#### Source data ####

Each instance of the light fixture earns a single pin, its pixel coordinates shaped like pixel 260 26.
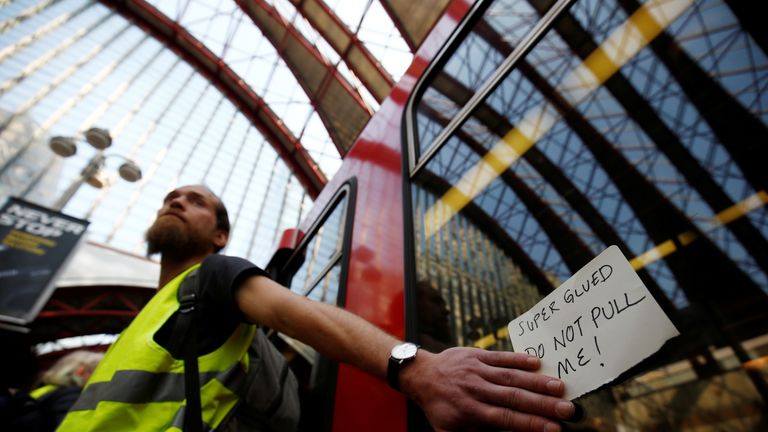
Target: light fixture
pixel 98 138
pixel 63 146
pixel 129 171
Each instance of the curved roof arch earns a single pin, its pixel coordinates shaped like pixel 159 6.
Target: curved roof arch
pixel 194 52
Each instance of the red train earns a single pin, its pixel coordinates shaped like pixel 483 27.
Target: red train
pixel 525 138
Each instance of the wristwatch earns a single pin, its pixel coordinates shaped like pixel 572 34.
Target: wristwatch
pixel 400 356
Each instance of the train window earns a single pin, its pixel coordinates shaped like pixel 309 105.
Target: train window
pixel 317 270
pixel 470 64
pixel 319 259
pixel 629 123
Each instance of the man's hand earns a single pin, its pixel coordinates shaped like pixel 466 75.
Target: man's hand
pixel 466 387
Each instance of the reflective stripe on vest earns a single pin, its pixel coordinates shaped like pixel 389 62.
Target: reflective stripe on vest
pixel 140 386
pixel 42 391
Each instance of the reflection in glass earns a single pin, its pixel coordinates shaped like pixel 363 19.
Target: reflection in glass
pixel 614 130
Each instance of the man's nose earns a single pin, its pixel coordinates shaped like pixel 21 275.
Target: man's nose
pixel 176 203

####

Work order → Only the lines from the one containing "Target: reflection in glass" through the final line of the data belong in the answer, repeated exactly.

Worked solution →
Target: reflection in glass
pixel 614 130
Each instance of the man's nose earns a single pin, its pixel coordinates shaped like pixel 21 275.
Target: man's nose
pixel 176 203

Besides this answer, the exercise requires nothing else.